==== Extract to read

Click here to read reviewer Luan Gaines' take on Our Lady of Pain.
Mark Tartaglia and his colleague Sam Donovan are still reeling from their battle with the serial killer known as the Bridegroom when they are called upon by DCI Carolyn Steele to investigate a suspicious death in Holland Park. In the wee hours of a chilly winter morning in central London, a victim in her late twenties or early thirties lies stripped naked, her body kneeling in the snow. Her ankles have been taped together, and there is bruising on her face and scratches around her mouth. It's also possible that she was sexually assaulted.
According to toxicology reports, the woman reeked of booze as though she had been raped and killed by two different people and that she was drunk and had rough sex, whether consensually or not. When a positive ID reveals that her name was Rachel Tenison, an art dealer who was last seen at work in the West End a few days ago, the Barnes Murder Squad is suddenly plunged into a deepening mystery that centers on a secretive world of sadomasochism and kinky sexuality.
With his usual attention to detail, Mark can see no evidence of a struggle or anything suspicious having gone on in Rachel's flat, although it doesn't look lived in
- almost like a theatre set with none of the usual feminine clutter. Rachel's brother Patrick Tenison, a local MP, can shed little light on Rachel's movements
in the days leading up to her death, speaking of his sister with an off-handed dispassion as though he were just a
neutral third-party observer in her life.

========
==== Data to examine

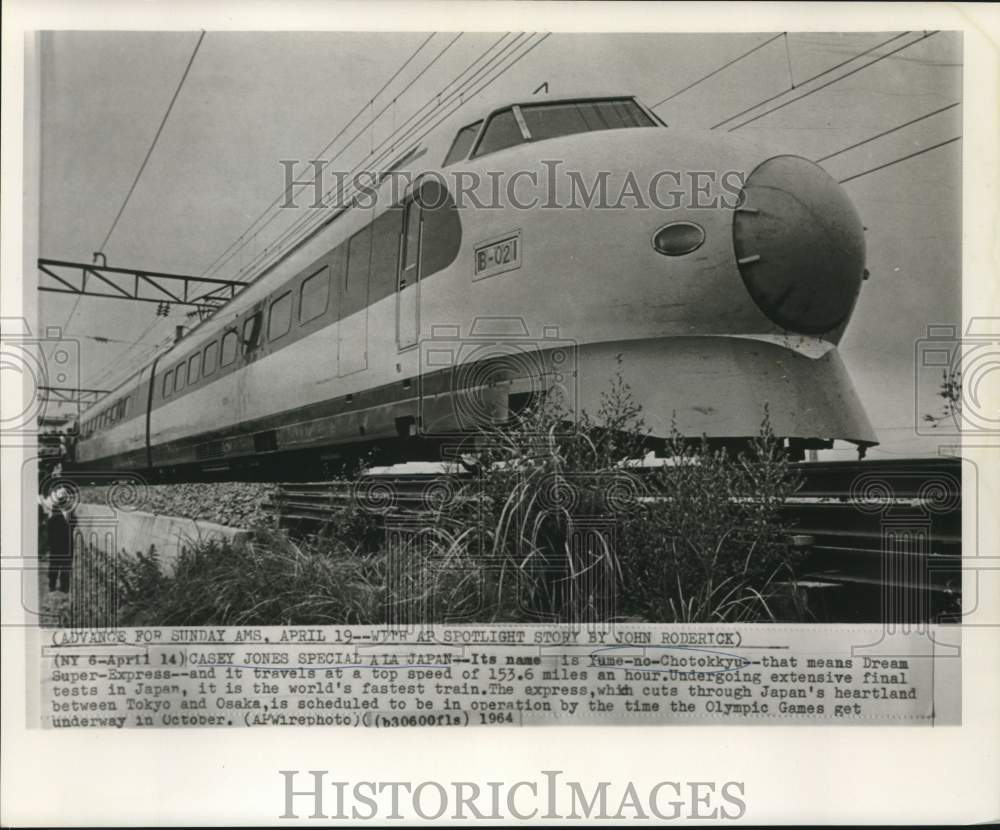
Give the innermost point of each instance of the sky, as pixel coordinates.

========
==== Data to examine

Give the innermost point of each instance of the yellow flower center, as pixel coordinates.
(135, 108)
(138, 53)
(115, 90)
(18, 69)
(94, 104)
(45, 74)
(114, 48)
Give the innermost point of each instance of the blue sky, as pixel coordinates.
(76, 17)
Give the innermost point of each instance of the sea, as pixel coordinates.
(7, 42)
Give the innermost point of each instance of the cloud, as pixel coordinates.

========

Rewrite the summary of the Holland Park death from "With his usual" through "in her life.", swapping "flat" for "apartment".

With his usual attention to detail, Mark can see no evidence of a struggle or anything suspicious having gone on in Rachel's apartment, although it doesn't look lived in
- almost like a theatre set with none of the usual feminine clutter. Rachel's brother Patrick Tenison, a local MP, can shed little light on Rachel's movements
in the days leading up to her death, speaking of his sister with an off-handed dispassion as though he were just a
neutral third-party observer in her life.